# "FX on Hulu" to begin March 2020



## phrelin (Jan 18, 2007)

As the folks at Disney restructure their system of "television" distribution within the era of streaming, the world was recently advised of something called _FX on Hulu_ which will begin in March. _The Hollywood Reporter_ offers an explanation FX to Produce Programming for Hulu while _Engaget's_ piece was titled FX's entire show archive arrives on Hulu next March. And since Hulu and FX are both now owned by Disney, The Verge offers a different angle Disney is using FX to ensure people don't forget about Hulu.


----------



## Rich (Feb 22, 2007)

phrelin said:


> As the folks at Disney restructure their system of "television" distribution within the era of streaming, the world was recently advised of something called _FX on Hulu_ which will begin in March. _The Hollywood Reporter_ offers an explanation FX to Produce Programming for Hulu while _Engaget's_ piece was titled FX's entire show archive arrives on Hulu next March. And since Hulu and FX are both now owned by Disney, The Verge offers a different angle Disney is using FX to ensure people don't forget about Hulu.


Be a shame if folks forget about Hulu. Lots of good stuff on that site. Good to see what they're doing with FX content.

Rich


----------



## phrelin (Jan 18, 2007)

Rich said:


> Be a shame if folks forget about Hulu. Lots of good stuff on that site. Good to see what they're doing with FX content.
> 
> Rich


Last week we streamed 11 broadcast primetime series episodes from ABC, Fox, and NBC via Hulu.


----------



## Rich (Feb 22, 2007)

phrelin said:


> Last week we streamed 11 broadcast primetime series episodes from ABC, Fox, and NBC via Hulu.


Since they fixed the PQ thing I've been using it more and more. Lots wrong with the site but they seem to be going in the right direction. Lots wrong with every streaming site except NF and Prime. I think.

Rich


----------



## billsharpe (Jan 25, 2007)

No problems here with streaming from Netflix, Prime, Acorn or CBS News on my Roku TV.


----------



## lacubs (Sep 12, 2010)

not to hack this topic but where to get a Channel list for Hulu?


----------



## phrelin (Jan 18, 2007)

lacubs said:


> not to hack this topic but where to get a Channel list for Hulu?

**Tasks to complete**
a - Copy out the entries below word for word, starting at the line containing "In this exercise you will locate the white cloud" and ending at the line containing "<point>355,90</point>".
b - Extend the forum thread above about FX on Hulu, picking up after its last post.

**Provided material**
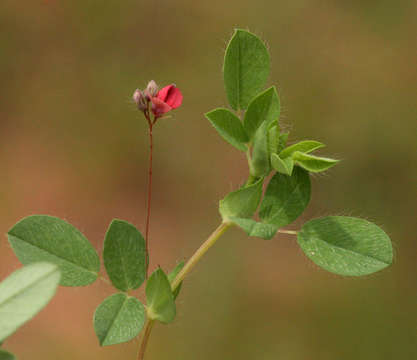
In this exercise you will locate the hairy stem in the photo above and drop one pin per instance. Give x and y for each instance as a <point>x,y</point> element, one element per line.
<point>148,212</point>
<point>291,232</point>
<point>147,332</point>
<point>211,240</point>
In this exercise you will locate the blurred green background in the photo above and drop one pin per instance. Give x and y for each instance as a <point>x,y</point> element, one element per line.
<point>74,146</point>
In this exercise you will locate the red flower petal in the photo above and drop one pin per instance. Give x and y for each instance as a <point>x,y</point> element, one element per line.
<point>159,107</point>
<point>171,95</point>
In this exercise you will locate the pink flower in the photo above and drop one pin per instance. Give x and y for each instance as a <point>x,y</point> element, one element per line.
<point>167,99</point>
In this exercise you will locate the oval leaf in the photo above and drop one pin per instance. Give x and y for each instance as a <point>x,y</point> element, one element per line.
<point>241,203</point>
<point>118,319</point>
<point>305,146</point>
<point>47,238</point>
<point>286,197</point>
<point>246,68</point>
<point>283,166</point>
<point>159,297</point>
<point>263,108</point>
<point>346,245</point>
<point>24,293</point>
<point>313,163</point>
<point>229,127</point>
<point>124,255</point>
<point>4,355</point>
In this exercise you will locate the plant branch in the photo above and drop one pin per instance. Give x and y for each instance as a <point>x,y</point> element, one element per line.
<point>147,332</point>
<point>148,211</point>
<point>211,240</point>
<point>291,232</point>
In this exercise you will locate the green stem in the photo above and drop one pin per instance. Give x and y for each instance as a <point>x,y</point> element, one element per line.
<point>211,240</point>
<point>147,332</point>
<point>291,232</point>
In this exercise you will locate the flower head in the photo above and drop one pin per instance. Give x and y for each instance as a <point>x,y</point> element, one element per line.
<point>162,101</point>
<point>167,99</point>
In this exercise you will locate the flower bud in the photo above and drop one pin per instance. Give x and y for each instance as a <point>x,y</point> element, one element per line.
<point>140,100</point>
<point>152,89</point>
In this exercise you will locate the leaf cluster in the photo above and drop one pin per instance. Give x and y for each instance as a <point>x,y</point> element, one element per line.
<point>343,245</point>
<point>56,252</point>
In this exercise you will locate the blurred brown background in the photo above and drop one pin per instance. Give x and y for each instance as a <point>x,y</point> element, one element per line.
<point>73,146</point>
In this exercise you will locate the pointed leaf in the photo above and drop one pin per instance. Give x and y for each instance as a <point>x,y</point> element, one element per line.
<point>124,255</point>
<point>172,275</point>
<point>260,164</point>
<point>345,245</point>
<point>283,166</point>
<point>229,127</point>
<point>305,146</point>
<point>24,293</point>
<point>273,139</point>
<point>256,229</point>
<point>246,68</point>
<point>241,203</point>
<point>264,107</point>
<point>160,300</point>
<point>313,163</point>
<point>285,198</point>
<point>47,238</point>
<point>118,319</point>
<point>4,355</point>
<point>283,137</point>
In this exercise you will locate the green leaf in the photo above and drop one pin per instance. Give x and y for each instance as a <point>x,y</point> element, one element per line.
<point>283,137</point>
<point>172,275</point>
<point>124,255</point>
<point>260,164</point>
<point>118,319</point>
<point>346,245</point>
<point>273,139</point>
<point>254,228</point>
<point>283,166</point>
<point>4,355</point>
<point>161,304</point>
<point>313,163</point>
<point>285,198</point>
<point>263,108</point>
<point>241,203</point>
<point>46,238</point>
<point>246,68</point>
<point>24,293</point>
<point>229,127</point>
<point>305,146</point>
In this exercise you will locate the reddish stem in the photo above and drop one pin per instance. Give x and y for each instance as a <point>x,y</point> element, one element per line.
<point>148,212</point>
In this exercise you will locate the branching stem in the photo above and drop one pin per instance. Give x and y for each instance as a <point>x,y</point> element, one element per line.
<point>211,240</point>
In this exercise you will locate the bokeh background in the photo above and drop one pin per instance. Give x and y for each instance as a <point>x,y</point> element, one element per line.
<point>73,146</point>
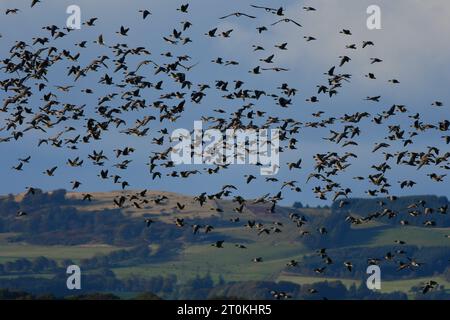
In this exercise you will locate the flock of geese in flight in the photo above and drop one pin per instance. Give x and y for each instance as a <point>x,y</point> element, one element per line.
<point>24,74</point>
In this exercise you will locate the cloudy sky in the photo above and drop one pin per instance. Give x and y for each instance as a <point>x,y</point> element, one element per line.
<point>413,44</point>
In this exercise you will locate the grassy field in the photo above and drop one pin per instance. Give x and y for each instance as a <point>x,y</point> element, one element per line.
<point>386,286</point>
<point>11,252</point>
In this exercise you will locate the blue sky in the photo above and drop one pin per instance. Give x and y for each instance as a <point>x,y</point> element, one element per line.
<point>412,43</point>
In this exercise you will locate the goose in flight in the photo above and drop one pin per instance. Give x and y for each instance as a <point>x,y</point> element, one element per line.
<point>238,14</point>
<point>287,20</point>
<point>278,12</point>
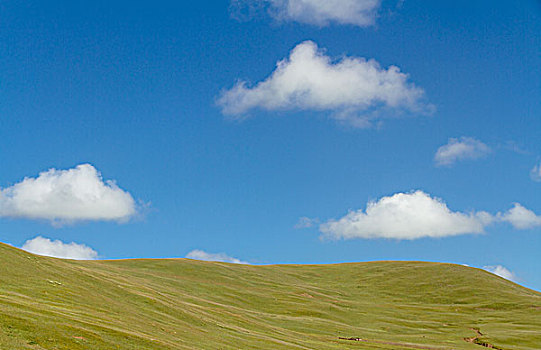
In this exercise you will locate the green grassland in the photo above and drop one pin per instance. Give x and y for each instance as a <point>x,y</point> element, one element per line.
<point>48,303</point>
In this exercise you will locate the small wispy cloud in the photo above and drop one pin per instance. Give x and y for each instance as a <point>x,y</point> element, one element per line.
<point>66,196</point>
<point>362,13</point>
<point>535,173</point>
<point>501,271</point>
<point>59,249</point>
<point>306,222</point>
<point>464,148</point>
<point>221,257</point>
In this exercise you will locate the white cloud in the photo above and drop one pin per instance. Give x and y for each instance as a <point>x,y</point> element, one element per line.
<point>520,217</point>
<point>461,149</point>
<point>306,222</point>
<point>360,13</point>
<point>59,249</point>
<point>501,271</point>
<point>410,215</point>
<point>67,196</point>
<point>535,174</point>
<point>202,255</point>
<point>355,90</point>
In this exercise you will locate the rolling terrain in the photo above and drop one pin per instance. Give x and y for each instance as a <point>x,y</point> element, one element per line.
<point>48,303</point>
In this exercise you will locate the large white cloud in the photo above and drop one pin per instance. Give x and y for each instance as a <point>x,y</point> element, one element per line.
<point>535,173</point>
<point>354,90</point>
<point>202,255</point>
<point>405,216</point>
<point>461,149</point>
<point>501,271</point>
<point>59,249</point>
<point>520,217</point>
<point>67,196</point>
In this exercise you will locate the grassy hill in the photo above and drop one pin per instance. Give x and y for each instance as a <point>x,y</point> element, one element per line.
<point>48,303</point>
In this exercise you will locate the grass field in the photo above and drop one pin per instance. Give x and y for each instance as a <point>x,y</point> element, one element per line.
<point>48,303</point>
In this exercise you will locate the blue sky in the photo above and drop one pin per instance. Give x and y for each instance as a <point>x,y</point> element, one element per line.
<point>136,89</point>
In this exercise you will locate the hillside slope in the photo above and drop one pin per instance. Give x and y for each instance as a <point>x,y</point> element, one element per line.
<point>48,303</point>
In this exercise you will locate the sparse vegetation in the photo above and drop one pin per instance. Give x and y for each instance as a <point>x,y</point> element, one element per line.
<point>48,303</point>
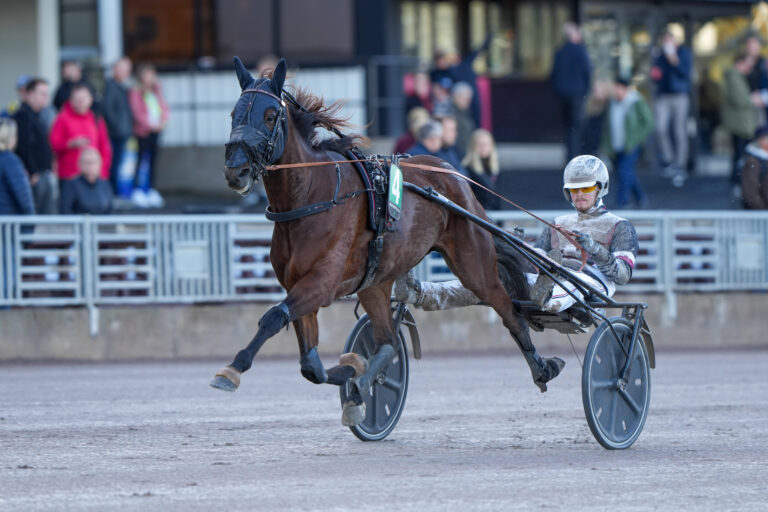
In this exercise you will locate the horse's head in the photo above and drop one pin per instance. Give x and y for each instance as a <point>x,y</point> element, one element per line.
<point>258,128</point>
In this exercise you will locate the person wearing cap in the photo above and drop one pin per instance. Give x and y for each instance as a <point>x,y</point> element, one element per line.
<point>609,240</point>
<point>629,121</point>
<point>754,173</point>
<point>14,106</point>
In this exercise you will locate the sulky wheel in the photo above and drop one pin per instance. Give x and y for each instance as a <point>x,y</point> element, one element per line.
<point>615,409</point>
<point>386,398</point>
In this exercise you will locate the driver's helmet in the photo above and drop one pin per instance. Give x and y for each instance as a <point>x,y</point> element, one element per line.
<point>585,171</point>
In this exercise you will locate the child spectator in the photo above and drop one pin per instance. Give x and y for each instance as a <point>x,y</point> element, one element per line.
<point>89,192</point>
<point>630,121</point>
<point>15,191</point>
<point>482,165</point>
<point>75,128</point>
<point>150,115</point>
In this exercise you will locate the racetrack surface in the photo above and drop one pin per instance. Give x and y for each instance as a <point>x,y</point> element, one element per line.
<point>476,435</point>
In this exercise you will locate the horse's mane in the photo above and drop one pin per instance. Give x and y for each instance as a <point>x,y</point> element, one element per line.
<point>317,114</point>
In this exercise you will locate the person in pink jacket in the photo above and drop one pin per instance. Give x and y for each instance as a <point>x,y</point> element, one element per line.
<point>150,115</point>
<point>75,128</point>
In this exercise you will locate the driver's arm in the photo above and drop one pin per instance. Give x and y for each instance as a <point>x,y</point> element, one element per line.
<point>617,262</point>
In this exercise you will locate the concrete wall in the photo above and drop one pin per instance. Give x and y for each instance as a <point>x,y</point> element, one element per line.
<point>29,43</point>
<point>219,331</point>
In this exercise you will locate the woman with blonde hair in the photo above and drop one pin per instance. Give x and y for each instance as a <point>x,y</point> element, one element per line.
<point>15,191</point>
<point>482,164</point>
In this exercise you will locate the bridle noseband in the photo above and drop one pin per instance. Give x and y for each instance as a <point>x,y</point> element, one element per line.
<point>259,147</point>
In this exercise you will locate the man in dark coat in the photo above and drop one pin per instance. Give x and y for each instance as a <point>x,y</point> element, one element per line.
<point>117,114</point>
<point>571,76</point>
<point>33,147</point>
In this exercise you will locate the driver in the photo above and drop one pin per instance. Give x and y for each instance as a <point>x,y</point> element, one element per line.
<point>609,240</point>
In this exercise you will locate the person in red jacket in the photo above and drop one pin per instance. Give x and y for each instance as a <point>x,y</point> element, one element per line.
<point>150,115</point>
<point>75,128</point>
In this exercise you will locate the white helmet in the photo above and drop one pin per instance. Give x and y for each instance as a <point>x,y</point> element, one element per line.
<point>585,171</point>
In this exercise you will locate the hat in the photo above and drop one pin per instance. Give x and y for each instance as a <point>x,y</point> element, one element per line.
<point>761,131</point>
<point>622,80</point>
<point>22,81</point>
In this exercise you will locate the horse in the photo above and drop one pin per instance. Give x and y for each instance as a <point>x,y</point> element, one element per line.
<point>321,256</point>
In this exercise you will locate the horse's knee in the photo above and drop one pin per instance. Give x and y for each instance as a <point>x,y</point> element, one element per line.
<point>312,367</point>
<point>274,319</point>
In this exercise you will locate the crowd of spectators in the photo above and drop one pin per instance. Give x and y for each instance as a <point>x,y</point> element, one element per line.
<point>69,154</point>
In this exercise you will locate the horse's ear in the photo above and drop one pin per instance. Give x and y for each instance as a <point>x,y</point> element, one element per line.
<point>278,76</point>
<point>243,75</point>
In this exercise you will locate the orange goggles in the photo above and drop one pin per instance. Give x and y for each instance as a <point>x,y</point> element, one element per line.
<point>584,190</point>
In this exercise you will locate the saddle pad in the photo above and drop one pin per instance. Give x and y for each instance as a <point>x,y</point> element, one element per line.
<point>372,205</point>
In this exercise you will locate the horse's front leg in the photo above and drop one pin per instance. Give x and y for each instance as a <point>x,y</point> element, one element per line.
<point>311,366</point>
<point>306,296</point>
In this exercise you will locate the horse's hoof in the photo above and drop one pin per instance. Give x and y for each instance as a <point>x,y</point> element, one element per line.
<point>352,415</point>
<point>356,361</point>
<point>227,379</point>
<point>552,370</point>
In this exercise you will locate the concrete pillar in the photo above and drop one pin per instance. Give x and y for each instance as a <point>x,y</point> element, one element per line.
<point>47,35</point>
<point>110,31</point>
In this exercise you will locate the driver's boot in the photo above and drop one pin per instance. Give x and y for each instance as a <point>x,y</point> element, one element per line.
<point>542,288</point>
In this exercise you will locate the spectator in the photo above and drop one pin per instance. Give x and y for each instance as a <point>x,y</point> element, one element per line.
<point>21,92</point>
<point>482,165</point>
<point>671,71</point>
<point>461,71</point>
<point>77,127</point>
<point>571,75</point>
<point>754,174</point>
<point>117,115</point>
<point>33,147</point>
<point>89,192</point>
<point>15,191</point>
<point>429,140</point>
<point>461,96</point>
<point>150,115</point>
<point>630,121</point>
<point>416,118</point>
<point>441,97</point>
<point>739,113</point>
<point>420,96</point>
<point>448,150</point>
<point>71,75</point>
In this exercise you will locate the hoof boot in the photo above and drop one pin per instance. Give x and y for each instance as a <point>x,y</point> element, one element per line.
<point>552,370</point>
<point>228,379</point>
<point>352,415</point>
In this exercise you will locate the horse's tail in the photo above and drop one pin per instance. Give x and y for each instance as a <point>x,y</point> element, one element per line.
<point>511,268</point>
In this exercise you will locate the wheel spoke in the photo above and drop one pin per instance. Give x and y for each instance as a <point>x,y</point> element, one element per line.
<point>630,401</point>
<point>392,384</point>
<point>612,414</point>
<point>603,384</point>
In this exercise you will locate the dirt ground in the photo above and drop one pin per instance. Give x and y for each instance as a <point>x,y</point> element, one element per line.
<point>476,435</point>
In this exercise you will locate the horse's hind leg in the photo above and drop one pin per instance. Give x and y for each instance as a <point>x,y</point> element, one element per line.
<point>375,301</point>
<point>477,269</point>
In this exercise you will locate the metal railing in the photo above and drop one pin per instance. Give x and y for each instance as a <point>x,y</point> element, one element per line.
<point>92,261</point>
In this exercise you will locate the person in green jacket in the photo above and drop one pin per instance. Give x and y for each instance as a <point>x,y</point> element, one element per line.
<point>628,123</point>
<point>738,111</point>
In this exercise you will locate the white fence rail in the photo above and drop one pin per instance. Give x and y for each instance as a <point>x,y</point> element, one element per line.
<point>200,103</point>
<point>90,261</point>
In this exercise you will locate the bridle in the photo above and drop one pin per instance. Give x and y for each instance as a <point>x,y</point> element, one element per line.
<point>258,146</point>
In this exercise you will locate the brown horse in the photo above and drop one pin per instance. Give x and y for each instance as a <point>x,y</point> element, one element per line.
<point>320,257</point>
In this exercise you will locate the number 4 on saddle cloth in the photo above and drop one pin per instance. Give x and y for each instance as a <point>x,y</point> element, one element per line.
<point>385,194</point>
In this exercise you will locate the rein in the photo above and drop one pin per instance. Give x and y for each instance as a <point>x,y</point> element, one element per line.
<point>569,235</point>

**Responses in order**
a -
In this exercise you will locate the white cloud in the photo above and drop one pin per instance. Give x and y for each instance as a <point>x,y</point> element, one element per line.
<point>520,217</point>
<point>461,149</point>
<point>306,222</point>
<point>360,13</point>
<point>59,249</point>
<point>501,271</point>
<point>410,215</point>
<point>67,196</point>
<point>535,174</point>
<point>202,255</point>
<point>355,90</point>

b -
I'm not quite sure how to answer your question. Hulu offers live TV streaming (60 or more channels) with recording like many other services, but to find out which channels in your area you would have to go to their web site. They do not include CBS anywhere. _But I don't subscribe to live streaming._

Generally, their non-live streaming service offers most ABC, Fox and NBC shows for streaming the day after they air. How many past episodes are available varies with some going back many seasons while some - like the "Chicagos" from NBC limited to a half dozen or so. Like other streaming services they offer a lot more, even programming from the United Kingdom, movies, etc. You really need to check their website.


----------



## Rich (Feb 22, 2007)

billsharpe said:


> No problems here with streaming from Netflix, Prime, Acorn or CBS News on my Roku TV.


I'm sure everybody has the same problems as I do with Amazon and NF. I was using Amazon last night to watch Jack Ryan and each time I moved from one TV set to another I had to find where I left off each time. Use NF and you rarely have such problems. NF is the standard bearer for streaming sites, I think. If they all worked the way NF does we'd all be better off.

Rich


----------



## phrelin (Jan 18, 2007)

Just a reminder that _FX on Hulu_ starts tomorrow. The news stories are confusing regarding what FX content will be on Hulu, but premiering exclusively on FX on Hulu on Thursday will be the new miniseries "Devs" by English novelist, screen writer, producer, and director Alex Garland about Lily Chan (Sonoya Mizuno), a computer engineer investigating the disappearance of her boyfriend who worked for a quantum computing company called Amaya, run by Forest (Nick Offerman).

Some have said that Disney which owns both Hulu and FX is adding the _FX on Hulu_ hub to appeal to an older audience, meaning GenX and Boomers. In any event, there will be 1,600+ back episodes of FX shows available tomorrow.


----------



## lparsons21 (Mar 4, 2006)

Rich said:


> I'm sure everybody has the same problems as I do with Amazon and NF. I was using Amazon last night to watch Jack Ryan and each time I moved from one TV set to another I had to find where I left off each time. Use NF and you rarely have such problems. NF is the standard bearer for streaming sites, I think. If they all worked the way NF does we'd all be better off.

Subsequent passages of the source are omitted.